* [Required work]: Beginning with the line that holds "e.g. point(464, 110)", write out the remaining lines of the material exactly, the last line included.

* [Material to process]:
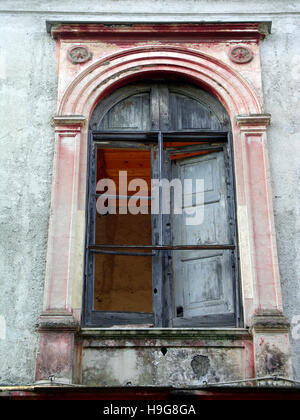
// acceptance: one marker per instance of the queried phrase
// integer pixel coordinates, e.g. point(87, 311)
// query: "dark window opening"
point(155, 269)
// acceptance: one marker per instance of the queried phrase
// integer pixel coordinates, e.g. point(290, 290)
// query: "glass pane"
point(123, 217)
point(123, 283)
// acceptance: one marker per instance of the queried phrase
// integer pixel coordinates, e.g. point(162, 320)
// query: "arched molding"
point(85, 91)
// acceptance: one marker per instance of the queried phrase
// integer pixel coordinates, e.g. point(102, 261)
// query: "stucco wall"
point(27, 101)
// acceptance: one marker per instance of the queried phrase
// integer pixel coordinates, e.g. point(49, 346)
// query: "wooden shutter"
point(203, 280)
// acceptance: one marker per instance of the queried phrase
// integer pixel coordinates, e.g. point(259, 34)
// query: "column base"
point(271, 344)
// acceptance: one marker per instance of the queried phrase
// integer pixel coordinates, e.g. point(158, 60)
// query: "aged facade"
point(207, 90)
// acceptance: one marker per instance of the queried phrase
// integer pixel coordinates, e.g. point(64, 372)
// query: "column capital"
point(270, 321)
point(253, 121)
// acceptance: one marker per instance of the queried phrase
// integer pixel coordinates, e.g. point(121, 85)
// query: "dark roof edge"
point(265, 27)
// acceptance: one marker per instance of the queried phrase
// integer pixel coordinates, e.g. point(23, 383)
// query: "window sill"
point(166, 333)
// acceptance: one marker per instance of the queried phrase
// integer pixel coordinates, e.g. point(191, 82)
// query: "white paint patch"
point(2, 328)
point(2, 66)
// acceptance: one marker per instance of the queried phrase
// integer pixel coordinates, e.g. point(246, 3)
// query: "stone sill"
point(166, 333)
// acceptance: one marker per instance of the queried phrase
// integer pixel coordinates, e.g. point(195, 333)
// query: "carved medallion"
point(79, 54)
point(241, 55)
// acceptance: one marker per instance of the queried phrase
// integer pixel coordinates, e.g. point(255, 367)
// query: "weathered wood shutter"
point(203, 280)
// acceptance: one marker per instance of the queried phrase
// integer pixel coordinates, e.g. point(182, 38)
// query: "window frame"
point(162, 301)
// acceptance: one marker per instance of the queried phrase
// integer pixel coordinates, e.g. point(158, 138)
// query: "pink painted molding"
point(121, 54)
point(196, 32)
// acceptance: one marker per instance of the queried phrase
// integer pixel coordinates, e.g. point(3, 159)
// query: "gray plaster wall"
point(27, 102)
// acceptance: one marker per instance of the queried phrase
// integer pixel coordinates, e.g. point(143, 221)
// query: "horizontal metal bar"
point(114, 144)
point(165, 133)
point(194, 149)
point(165, 247)
point(128, 254)
point(120, 197)
point(185, 135)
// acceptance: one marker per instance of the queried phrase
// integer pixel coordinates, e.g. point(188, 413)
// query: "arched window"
point(161, 235)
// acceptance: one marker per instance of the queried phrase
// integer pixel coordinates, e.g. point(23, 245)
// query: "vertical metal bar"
point(91, 228)
point(161, 175)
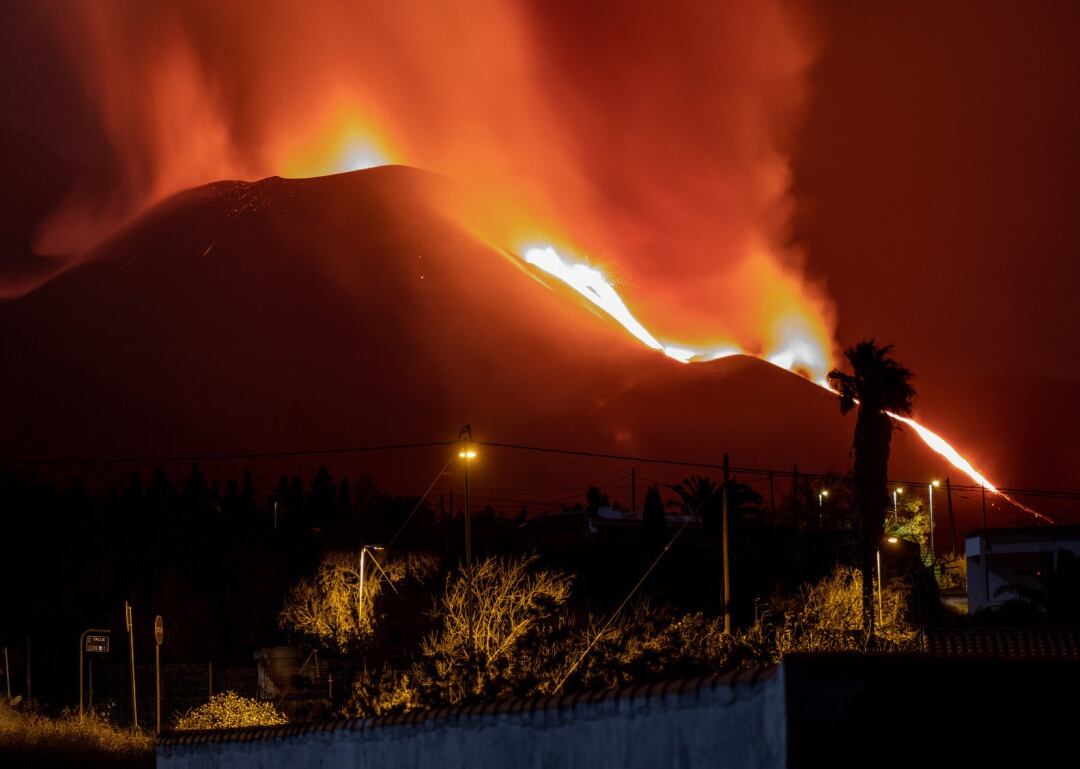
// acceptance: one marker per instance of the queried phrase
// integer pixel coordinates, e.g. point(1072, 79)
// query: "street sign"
point(97, 644)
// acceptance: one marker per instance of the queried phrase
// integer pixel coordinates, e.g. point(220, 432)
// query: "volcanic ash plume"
point(649, 139)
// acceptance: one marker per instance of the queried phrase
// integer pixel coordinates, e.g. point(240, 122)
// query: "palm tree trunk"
point(873, 436)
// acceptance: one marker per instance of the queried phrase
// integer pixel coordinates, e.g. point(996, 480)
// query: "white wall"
point(715, 722)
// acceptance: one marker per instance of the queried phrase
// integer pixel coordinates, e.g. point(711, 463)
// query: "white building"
point(1002, 556)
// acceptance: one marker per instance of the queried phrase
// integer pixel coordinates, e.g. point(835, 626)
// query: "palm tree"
point(877, 385)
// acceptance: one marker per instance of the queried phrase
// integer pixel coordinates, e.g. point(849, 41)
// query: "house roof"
point(1028, 643)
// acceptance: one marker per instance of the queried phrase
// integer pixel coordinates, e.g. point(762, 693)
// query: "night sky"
point(891, 170)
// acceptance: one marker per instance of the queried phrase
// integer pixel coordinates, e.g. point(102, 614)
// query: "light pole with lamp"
point(931, 488)
point(467, 455)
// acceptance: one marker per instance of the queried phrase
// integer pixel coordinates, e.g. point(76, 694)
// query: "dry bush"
point(229, 711)
point(517, 621)
point(34, 740)
point(827, 617)
point(327, 609)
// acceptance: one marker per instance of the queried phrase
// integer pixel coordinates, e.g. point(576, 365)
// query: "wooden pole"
point(727, 550)
point(131, 648)
point(952, 520)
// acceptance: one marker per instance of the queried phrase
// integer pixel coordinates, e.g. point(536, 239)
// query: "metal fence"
point(312, 696)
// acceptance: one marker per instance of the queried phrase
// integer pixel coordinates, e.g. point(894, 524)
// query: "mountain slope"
point(345, 311)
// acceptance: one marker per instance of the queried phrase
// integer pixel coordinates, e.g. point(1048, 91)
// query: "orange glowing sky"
point(716, 162)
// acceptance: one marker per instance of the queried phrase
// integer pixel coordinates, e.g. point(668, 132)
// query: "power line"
point(759, 472)
point(216, 457)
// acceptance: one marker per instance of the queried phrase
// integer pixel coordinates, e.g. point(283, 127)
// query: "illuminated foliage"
point(230, 711)
point(327, 609)
point(828, 617)
point(516, 618)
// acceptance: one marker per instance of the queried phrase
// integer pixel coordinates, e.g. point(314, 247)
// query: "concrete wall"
point(733, 720)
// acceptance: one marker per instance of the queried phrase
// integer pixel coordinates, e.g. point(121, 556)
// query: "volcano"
point(347, 311)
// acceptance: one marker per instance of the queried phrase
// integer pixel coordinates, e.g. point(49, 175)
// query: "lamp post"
point(467, 455)
point(931, 488)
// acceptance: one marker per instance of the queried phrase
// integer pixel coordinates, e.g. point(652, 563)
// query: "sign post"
point(159, 635)
point(95, 642)
point(131, 648)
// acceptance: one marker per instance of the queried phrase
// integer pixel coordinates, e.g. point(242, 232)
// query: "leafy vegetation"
point(526, 639)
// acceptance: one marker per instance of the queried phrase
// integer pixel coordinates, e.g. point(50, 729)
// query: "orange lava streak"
point(800, 353)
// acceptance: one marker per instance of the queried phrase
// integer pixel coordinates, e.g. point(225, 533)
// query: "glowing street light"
point(931, 486)
point(467, 455)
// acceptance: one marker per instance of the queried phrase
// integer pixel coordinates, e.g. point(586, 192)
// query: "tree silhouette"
point(698, 495)
point(653, 523)
point(877, 385)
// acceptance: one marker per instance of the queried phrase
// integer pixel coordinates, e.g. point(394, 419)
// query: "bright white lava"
point(794, 354)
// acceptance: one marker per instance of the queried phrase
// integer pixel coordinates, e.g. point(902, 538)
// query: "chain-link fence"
point(313, 693)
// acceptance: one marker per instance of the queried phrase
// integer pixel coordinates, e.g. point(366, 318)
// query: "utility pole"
point(131, 648)
point(986, 550)
point(467, 454)
point(726, 543)
point(952, 521)
point(159, 635)
point(360, 607)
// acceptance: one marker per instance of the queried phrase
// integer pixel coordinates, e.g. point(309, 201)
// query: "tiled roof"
point(529, 704)
point(1033, 642)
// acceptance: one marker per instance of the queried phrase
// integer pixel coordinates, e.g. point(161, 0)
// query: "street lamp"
point(821, 506)
point(931, 486)
point(467, 454)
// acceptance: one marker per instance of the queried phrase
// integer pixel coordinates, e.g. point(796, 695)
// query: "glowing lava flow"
point(797, 353)
point(591, 284)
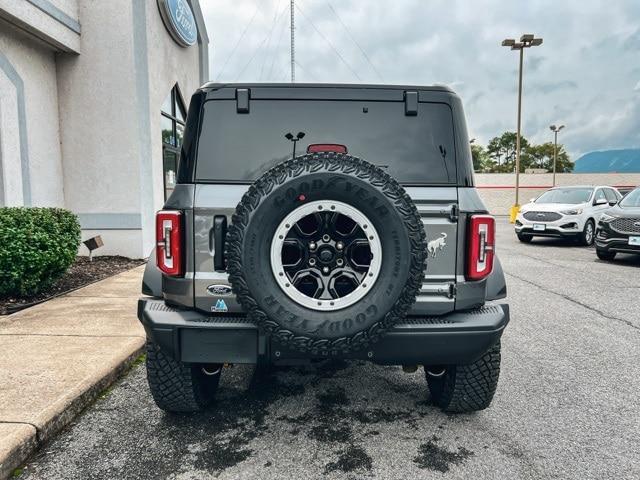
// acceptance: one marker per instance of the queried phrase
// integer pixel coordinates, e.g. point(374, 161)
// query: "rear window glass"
point(566, 195)
point(240, 147)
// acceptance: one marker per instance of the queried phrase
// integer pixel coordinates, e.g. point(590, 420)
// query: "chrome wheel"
point(326, 255)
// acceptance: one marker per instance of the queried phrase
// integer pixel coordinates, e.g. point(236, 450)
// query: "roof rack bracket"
point(410, 103)
point(242, 100)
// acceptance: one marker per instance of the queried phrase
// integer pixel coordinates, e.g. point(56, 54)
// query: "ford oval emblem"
point(179, 20)
point(219, 290)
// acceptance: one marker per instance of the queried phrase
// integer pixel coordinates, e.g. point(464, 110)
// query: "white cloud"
point(584, 75)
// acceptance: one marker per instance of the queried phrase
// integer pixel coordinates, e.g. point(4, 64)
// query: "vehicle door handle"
point(219, 238)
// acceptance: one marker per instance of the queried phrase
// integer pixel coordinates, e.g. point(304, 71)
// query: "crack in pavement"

* [Exercise result]:
// integer pixel coordinates, e.g. point(464, 110)
// query: "white cloud"
point(584, 75)
// acceptance: one marker per instance of the queried phrase
// integer pixel coordinates, e.g. point(4, 64)
// query: "vehicle door handle"
point(219, 238)
// acceptance: one marker per instance of the queried phrase
// integer pixel coordinates, e.g. point(304, 71)
// query: "crack in pavement"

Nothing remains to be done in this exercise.